Requirement: At least 3 features must be implemented ✅ We have 10!

# Feature Status Implementation
1 Multi-Agent Orchestration Real google.adk.Agent - Triage → Explain → Runbook → Policy pipeline
2 Tool Use / Function Calling Real google.adk.tools.FunctionTool for each agent
3 MCP Protocol Built into google.adk (native support)
4 Sessions & Memory Real InMemorySessionService + InMemoryMemoryService
5 RAG (Retrieval Augmented Generation) pgvector similarity search for runbooks
6 Agentic Loops Iterative agent pipeline with flow control
7 Agent Evaluation Metrics & evaluation framework
8 Observability / Tracing Structured JSON logging, trace IDs, LangSmith-ready
9 Human-in-the-Loop Safety checks, command rewriting, approval gates
10 Deployment Live on Google Cloud Run

🎯 What It Does

This multi-agent system automates security incident response:

  1. Triage Agent - Scores incident severity (LOW/MEDIUM/HIGH/CRITICAL)
  2. Explain Agent - Generates human-readable explanations via Gemini LLM
  3. Runbook Agent - Creates step-by-step remediation runbooks using RAG
  4. Policy Agent - Validates commands against security policies
  5. Simulate Agent - Dry-runs remediation steps safely

🏗️ Architecture

┌─────────────────────────────────────────────────────────────────────┐
│                        Frontend (Next.js/Vercel)                    │
└─────────────────────────────────────────────────────────────────────┘
                                    │
                                    ▼
┌─────────────────────────────────────────────────────────────────────┐
│                     FastAPI Backend (Cloud Run)                     │
│  ┌─────────────┐   ┌─────────────┐   ┌─────────────┐   ┌──────────┐ │
│  │   Triage    │─▶│   Explain   │─▶│   Runbook   │─▶│ Simulate │ │
│  │   Agent     │   │   Agent     │   │   Agent     │   │  Agent   │ │
│  └─────────────┘   └─────────────┘   └─────────────┘   └──────────┘ │
│         │                │                 │                │       │
│         │                │       ┌─────────┴────────┐       │       │
│         │                │       │   Policy Agent   │       │       │
│         │                │       │  (Safety Check)  │       │       │
│         │                │       └──────────────────┘       │       │
│         ▼                ▼                 ▼                ▼       │
│  ┌─────────────────────────────────────────────────────────────┐    │
│  │                      A2A Orchestrator                       │    │
│  │              (Timeline + Message Logging)                   │    │
│  └─────────────────────────────────────────────────────────────┘    │
└─────────────────────────────────────────────────────────────────────┘
         │                                              │
         ▼                                              ▼
┌─────────────────────┐                    ┌─────────────────────────┐
│  Neon PostgreSQL    │                    │   Upstash Redis         │
│  (pgvector / RAG)   │                    │   (Sessions/Cache)      │
└─────────────────────┘                    └─────────────────────────┘

🚀 Quick Start

Try the API

# Health check
curl https://incident-triage-agent-226861216522.us-central1.run.app/health

# Triage an incident
curl -X POST https://incident-triage-agent-226861216522.us-central1.run.app/triage \
  -H "Content-Type: application/json" \
  -d '{"features": {"failed_logins_last_hour": 50, "suspicious_file_activity": true}}'

Local Development

cd backend
uv sync
uv run uvicorn app.main:app --reload --port 8080

See backend/README.md for full documentation.

## Assigned task
Can you quote the incident-response system overview above, starting with "# Feature Status" and going on through "google.adk (native support)"?

## Information supplied

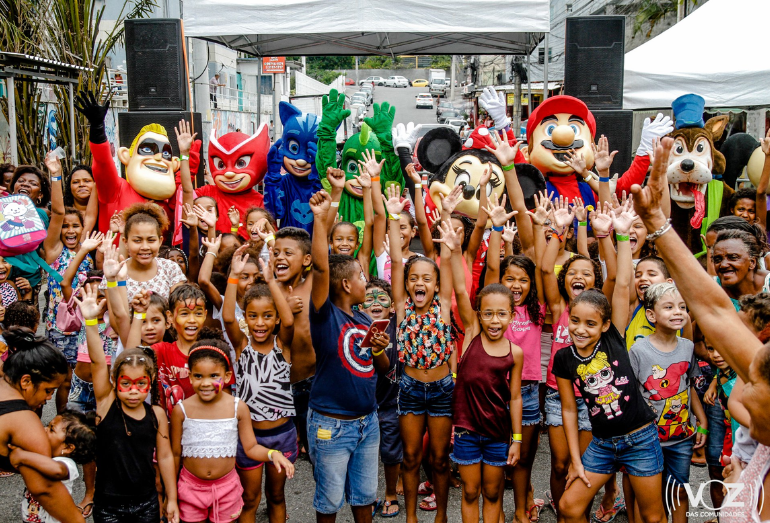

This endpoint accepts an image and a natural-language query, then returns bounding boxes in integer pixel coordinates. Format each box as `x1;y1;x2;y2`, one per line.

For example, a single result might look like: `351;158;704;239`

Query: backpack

---

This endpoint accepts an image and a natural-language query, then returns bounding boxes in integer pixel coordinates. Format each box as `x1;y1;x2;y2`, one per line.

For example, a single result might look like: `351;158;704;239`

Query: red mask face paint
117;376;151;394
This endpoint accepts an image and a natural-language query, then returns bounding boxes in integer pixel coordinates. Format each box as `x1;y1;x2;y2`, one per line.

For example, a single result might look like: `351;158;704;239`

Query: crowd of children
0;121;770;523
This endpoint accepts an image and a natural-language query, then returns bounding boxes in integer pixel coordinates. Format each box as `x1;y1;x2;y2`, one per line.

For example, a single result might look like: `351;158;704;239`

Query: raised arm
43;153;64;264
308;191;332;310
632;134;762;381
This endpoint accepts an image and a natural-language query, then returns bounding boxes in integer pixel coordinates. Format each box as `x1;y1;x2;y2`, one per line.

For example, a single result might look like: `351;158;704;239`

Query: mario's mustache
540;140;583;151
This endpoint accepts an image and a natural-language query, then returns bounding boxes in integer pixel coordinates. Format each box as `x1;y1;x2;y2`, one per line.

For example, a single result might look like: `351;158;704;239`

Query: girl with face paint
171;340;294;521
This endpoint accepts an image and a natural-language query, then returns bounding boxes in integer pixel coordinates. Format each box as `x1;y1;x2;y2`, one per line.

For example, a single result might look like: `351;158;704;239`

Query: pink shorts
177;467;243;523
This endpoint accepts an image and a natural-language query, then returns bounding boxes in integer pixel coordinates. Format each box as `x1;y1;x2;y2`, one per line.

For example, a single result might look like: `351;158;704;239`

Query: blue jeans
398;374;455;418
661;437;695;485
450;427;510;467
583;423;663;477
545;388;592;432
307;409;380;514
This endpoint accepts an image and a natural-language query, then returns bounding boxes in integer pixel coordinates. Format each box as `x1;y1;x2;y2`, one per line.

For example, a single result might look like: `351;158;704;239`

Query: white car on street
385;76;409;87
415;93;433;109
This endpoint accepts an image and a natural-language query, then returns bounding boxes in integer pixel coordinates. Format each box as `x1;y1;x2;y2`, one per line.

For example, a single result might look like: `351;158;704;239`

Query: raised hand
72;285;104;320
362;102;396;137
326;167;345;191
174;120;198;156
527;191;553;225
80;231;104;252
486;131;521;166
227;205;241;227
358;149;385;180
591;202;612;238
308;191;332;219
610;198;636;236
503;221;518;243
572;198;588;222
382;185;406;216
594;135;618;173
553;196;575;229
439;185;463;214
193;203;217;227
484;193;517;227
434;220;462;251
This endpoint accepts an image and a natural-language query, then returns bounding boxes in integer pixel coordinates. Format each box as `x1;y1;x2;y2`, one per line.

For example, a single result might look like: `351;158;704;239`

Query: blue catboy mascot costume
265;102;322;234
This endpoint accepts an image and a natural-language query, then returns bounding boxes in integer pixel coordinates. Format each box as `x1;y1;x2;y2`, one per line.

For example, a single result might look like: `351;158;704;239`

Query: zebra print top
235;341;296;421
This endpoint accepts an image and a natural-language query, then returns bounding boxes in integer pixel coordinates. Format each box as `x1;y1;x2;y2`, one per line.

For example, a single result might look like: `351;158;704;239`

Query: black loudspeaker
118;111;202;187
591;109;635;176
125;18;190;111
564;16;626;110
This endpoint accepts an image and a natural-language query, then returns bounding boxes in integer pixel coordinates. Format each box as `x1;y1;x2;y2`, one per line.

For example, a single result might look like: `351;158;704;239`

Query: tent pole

## Task result
# Feature Status Implementation
1 Multi-Agent Orchestration Real google.adk.Agent - Triage → Explain → Runbook → Policy pipeline
2 Tool Use / Function Calling Real google.adk.tools.FunctionTool for each agent
3 MCP Protocol Built into google.adk (native support)